[Problems and tasks]:
[A] Answer these questions from the Halo recap:
(i) Which streaming service owns the Halo series?
(ii) Who directed the episode?
(iii) Which season and episode does the recap cover?
[B] According to the Halo recap, why will it be interesting to see how the fandom reacts to this episode?
[C] Reproduce the part of the Halo recap that opens with the words "Directed by Dennie" and closes with "Let’s find out!!".

[Text provided]:
· · ·

Super Recaps: Halo Season 2 – Episode 8

Halo the series is owned by Paramount Plus

Directed by Dennie Gordon

It’s all come down to this. We’ve been on a wild ride with a lot of ups and downs to be sure, but this is the moment that fans wanted to see since the show was announced all those years ago. The Halo show finally gets to Halo, and lo, did the fanboys rejoice! Well, maybe they did, and maybe they didn’t; it’s going to be interesting to see how the fandom reacts now that we’ve gotten to where a lot of them felt we should have started, but we’re here to look at the episode itself and not the endless Reddit threads this is sure to produce! Is this a great finale for both fans of the show and fans of the game, or does trying to bring these two worlds together leave nobody happy? Let’s find out!!

· · ·

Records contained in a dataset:

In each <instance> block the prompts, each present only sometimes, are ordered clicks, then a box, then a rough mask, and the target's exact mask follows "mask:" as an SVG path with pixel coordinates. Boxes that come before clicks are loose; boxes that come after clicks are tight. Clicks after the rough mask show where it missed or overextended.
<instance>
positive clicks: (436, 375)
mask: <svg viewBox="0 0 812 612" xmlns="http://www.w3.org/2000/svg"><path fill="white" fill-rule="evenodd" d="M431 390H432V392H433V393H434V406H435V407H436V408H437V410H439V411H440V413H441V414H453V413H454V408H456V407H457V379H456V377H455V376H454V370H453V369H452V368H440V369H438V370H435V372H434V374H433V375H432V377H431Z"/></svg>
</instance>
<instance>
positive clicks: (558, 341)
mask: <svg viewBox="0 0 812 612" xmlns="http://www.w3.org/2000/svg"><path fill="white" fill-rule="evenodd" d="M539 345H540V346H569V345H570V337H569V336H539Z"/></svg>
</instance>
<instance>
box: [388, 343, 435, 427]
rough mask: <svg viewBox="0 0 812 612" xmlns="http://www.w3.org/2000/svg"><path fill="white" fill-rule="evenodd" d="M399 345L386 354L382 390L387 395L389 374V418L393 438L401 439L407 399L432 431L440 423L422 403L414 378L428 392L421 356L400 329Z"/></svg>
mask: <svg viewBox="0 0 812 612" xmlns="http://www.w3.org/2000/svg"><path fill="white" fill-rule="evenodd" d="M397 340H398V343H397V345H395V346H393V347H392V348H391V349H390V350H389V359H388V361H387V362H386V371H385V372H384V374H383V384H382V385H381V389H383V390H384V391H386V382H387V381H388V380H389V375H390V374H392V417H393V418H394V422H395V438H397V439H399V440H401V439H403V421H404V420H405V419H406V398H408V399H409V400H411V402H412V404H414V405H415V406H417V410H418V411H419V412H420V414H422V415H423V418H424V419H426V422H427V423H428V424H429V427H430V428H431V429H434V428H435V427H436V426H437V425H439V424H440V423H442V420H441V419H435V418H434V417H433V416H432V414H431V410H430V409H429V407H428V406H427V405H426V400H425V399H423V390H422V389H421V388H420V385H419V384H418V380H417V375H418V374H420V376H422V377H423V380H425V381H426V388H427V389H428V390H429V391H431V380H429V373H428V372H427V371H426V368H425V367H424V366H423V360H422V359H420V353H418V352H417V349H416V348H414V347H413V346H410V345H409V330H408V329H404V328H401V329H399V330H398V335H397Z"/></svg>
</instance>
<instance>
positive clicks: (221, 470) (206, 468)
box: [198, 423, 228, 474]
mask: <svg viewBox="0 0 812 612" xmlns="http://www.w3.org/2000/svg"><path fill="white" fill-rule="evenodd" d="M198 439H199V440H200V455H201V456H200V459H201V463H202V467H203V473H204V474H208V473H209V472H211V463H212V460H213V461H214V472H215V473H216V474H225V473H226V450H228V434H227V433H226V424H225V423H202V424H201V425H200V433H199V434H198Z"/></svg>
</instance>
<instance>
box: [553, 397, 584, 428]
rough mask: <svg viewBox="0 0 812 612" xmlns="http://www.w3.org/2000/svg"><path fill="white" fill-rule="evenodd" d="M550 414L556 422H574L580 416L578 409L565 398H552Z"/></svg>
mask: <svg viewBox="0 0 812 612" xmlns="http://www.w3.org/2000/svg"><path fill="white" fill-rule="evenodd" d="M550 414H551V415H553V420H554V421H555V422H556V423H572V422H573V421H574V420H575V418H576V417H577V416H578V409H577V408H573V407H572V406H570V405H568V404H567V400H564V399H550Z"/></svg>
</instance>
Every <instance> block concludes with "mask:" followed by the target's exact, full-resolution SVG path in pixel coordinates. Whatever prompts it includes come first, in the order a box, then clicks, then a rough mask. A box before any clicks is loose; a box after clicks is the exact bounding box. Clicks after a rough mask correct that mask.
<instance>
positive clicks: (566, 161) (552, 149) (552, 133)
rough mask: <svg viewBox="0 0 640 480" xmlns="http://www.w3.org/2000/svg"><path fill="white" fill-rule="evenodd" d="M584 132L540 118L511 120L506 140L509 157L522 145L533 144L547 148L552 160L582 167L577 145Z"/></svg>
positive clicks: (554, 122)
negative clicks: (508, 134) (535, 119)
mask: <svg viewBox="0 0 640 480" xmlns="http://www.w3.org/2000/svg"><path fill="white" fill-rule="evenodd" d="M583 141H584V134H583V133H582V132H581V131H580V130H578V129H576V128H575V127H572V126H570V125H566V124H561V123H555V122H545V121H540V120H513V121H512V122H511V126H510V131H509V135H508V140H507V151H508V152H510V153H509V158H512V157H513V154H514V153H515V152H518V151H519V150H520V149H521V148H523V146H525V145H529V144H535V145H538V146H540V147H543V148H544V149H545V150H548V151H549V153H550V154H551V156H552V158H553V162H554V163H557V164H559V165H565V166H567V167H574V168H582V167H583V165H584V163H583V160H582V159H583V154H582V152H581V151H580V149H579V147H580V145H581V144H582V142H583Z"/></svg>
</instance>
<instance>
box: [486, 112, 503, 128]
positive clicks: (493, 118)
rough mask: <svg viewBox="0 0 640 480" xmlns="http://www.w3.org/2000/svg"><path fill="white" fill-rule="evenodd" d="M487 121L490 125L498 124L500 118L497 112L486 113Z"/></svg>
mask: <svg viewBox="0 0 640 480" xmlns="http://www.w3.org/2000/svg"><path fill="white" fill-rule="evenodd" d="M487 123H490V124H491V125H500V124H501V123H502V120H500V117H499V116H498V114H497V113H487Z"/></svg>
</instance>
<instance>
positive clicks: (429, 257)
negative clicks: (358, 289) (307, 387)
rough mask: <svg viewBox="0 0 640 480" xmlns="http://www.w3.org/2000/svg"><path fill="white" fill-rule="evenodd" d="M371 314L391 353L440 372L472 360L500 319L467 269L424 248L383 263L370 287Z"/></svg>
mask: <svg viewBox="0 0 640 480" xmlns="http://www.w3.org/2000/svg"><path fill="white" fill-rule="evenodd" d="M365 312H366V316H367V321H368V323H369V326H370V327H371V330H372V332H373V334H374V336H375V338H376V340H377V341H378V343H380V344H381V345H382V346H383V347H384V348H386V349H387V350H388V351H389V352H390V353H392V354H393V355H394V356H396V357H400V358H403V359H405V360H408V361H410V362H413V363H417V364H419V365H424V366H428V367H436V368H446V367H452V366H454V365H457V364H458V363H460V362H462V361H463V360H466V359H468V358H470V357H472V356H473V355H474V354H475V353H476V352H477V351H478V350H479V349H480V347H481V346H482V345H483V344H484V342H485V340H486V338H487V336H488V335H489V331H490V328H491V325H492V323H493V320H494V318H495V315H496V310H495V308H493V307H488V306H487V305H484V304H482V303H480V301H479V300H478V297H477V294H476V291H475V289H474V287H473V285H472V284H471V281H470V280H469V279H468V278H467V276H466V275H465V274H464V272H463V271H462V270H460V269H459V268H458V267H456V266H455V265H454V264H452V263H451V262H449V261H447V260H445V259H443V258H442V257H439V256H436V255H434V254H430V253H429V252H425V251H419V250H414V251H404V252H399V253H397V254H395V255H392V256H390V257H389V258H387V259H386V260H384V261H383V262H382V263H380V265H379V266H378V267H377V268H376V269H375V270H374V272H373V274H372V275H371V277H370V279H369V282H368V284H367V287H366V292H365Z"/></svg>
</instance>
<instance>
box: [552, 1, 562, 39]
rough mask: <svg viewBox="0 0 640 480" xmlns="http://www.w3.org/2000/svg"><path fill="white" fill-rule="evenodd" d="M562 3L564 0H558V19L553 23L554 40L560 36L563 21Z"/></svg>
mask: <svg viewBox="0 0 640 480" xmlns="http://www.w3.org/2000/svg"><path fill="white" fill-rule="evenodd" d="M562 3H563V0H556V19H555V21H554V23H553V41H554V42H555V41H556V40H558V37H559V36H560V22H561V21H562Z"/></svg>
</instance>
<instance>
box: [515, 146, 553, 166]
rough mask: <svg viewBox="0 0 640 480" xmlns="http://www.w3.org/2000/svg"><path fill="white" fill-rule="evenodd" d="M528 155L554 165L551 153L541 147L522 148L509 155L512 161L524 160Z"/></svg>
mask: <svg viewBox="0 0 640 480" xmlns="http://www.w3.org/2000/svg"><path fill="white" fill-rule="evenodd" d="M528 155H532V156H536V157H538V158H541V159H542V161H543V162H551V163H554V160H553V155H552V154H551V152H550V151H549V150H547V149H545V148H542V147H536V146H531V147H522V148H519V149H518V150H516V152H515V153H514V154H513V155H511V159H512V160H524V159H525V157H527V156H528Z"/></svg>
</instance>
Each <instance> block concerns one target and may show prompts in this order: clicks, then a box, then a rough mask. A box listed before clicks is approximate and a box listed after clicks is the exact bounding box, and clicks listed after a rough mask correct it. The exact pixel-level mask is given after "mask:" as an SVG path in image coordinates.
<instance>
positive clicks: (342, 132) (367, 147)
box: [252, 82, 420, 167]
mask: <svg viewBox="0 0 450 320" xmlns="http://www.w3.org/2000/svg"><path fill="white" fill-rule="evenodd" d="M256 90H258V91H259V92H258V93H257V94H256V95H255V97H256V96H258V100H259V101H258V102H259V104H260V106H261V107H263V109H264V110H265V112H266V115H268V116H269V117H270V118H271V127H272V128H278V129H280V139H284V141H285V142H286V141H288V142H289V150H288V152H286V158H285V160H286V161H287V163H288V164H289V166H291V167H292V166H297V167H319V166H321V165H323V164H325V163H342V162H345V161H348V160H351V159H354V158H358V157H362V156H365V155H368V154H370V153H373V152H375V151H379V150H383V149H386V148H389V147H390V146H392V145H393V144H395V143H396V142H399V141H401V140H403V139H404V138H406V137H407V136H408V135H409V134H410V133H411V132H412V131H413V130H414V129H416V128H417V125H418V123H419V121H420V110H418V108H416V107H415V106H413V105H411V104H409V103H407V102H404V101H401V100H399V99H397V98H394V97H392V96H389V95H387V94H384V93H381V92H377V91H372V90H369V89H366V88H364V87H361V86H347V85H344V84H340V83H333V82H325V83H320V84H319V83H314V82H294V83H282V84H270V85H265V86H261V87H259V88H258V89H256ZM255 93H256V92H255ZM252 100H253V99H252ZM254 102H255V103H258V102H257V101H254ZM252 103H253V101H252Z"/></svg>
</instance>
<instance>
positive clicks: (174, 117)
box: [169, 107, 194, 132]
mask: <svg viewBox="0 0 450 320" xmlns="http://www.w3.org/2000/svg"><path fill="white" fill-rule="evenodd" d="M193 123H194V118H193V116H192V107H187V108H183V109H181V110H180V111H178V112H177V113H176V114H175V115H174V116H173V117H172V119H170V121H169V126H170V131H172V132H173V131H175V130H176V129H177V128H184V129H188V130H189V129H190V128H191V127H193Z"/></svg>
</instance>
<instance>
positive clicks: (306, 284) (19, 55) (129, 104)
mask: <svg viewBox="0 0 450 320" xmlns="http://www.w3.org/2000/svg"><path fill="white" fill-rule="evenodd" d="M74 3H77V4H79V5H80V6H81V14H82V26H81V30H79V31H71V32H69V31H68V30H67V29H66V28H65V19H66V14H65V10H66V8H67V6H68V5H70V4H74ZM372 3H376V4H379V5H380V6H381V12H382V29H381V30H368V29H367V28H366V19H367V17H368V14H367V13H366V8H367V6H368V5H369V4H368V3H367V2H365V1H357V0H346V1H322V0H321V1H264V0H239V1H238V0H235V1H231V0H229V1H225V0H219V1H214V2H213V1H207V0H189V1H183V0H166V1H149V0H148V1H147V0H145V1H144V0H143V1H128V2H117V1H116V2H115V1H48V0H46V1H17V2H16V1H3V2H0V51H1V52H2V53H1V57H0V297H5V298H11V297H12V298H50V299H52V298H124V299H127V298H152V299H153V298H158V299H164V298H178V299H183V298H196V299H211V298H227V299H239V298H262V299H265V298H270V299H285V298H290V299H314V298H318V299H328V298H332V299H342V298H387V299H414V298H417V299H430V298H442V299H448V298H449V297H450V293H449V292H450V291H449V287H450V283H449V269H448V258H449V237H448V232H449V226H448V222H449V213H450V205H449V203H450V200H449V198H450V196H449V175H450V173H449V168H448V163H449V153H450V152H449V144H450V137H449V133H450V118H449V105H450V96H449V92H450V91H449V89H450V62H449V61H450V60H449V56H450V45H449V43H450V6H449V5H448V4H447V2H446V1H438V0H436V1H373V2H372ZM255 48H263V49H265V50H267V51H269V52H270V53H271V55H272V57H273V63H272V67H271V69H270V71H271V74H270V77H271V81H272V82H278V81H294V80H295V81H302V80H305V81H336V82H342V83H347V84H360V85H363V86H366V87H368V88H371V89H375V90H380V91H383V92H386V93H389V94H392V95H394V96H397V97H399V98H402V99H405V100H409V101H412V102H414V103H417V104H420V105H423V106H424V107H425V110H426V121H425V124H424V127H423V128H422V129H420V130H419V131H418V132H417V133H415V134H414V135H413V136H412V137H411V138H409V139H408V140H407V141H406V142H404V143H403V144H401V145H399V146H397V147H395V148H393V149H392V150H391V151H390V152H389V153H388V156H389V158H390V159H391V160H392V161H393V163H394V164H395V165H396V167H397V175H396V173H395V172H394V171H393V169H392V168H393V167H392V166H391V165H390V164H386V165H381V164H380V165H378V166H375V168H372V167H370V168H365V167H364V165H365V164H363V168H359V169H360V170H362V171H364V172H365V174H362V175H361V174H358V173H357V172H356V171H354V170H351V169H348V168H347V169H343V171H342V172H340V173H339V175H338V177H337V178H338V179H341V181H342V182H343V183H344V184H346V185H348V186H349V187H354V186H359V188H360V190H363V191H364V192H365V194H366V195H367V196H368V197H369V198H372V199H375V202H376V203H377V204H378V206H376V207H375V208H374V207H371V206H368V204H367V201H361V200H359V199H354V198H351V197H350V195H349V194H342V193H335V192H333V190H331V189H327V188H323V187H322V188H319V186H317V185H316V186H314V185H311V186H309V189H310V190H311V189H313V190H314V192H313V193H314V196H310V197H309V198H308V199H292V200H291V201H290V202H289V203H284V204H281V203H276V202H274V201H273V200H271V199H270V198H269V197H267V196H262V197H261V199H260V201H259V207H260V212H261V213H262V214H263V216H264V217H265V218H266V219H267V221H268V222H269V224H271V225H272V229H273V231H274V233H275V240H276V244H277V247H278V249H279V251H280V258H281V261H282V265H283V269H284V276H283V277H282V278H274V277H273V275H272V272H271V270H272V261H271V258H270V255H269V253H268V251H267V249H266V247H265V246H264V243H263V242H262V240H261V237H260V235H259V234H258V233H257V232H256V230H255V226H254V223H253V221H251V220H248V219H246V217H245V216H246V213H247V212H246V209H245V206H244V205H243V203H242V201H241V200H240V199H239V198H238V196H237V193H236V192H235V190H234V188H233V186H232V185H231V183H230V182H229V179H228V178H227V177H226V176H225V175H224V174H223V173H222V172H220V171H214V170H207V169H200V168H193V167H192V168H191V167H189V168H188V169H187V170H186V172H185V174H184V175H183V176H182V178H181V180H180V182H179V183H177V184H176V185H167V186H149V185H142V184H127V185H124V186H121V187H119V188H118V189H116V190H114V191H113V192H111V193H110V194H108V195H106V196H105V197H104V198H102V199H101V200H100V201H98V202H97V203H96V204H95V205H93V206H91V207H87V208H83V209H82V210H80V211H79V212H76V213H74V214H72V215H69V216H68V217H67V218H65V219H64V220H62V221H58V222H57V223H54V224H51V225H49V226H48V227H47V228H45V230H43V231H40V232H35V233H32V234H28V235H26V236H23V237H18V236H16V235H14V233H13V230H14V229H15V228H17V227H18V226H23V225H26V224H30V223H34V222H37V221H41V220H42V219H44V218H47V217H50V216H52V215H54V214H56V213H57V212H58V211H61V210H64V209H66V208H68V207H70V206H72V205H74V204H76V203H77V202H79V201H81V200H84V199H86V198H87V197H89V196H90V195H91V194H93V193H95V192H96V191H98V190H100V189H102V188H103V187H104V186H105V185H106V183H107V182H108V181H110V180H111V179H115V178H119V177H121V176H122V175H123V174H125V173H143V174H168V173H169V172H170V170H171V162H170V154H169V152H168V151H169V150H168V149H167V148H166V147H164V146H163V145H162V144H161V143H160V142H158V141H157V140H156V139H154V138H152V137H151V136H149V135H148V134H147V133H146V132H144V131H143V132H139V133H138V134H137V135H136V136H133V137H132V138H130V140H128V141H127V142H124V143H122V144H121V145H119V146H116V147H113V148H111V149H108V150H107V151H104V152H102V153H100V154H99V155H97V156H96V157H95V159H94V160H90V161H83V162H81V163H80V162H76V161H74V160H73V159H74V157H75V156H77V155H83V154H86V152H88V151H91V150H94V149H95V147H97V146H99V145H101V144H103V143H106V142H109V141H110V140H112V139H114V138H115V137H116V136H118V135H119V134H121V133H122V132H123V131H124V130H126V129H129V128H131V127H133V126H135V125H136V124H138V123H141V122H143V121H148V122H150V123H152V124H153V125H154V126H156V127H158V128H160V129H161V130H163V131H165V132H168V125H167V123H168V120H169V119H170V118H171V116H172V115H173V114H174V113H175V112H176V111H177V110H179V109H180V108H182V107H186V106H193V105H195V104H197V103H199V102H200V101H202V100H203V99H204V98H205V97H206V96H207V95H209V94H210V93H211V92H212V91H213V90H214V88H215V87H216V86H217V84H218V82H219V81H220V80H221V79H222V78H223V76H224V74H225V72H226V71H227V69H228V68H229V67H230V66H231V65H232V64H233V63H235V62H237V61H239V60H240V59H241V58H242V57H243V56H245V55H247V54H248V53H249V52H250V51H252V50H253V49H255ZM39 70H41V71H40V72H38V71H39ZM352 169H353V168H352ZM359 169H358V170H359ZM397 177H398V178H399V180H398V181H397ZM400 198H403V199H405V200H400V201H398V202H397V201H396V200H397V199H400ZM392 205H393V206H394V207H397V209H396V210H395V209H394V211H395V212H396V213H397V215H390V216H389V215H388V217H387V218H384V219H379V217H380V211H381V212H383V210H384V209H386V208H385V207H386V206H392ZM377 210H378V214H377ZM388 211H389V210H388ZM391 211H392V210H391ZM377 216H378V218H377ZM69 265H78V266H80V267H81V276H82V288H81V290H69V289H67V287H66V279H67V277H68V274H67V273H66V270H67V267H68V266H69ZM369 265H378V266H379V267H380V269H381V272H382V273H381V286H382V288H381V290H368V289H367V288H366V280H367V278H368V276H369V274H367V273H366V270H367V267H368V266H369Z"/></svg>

· · ·

[Responses for each task]:
[A]
(i) Paramount Plus
(ii) Dennie Gordon
(iii) Season 2, Episode 8

[B] The show has finally gotten to Halo. Many fans felt the series should have started at this point.

[C]
Directed by Dennie Gordon

It’s all come down to this. We’ve been on a wild ride with a lot of ups and downs to be sure, but this is the moment that fans wanted to see since the show was announced all those years ago. The Halo show finally gets to Halo, and lo, did the fanboys rejoice! Well, maybe they did, and maybe they didn’t; it’s going to be interesting to see how the fandom reacts now that we’ve gotten to where a lot of them felt we should have started, but we’re here to look at the episode itself and not the endless Reddit threads this is sure to produce! Is this a great finale for both fans of the show and fans of the game, or does trying to bring these two worlds together leave nobody happy? Let’s find out!!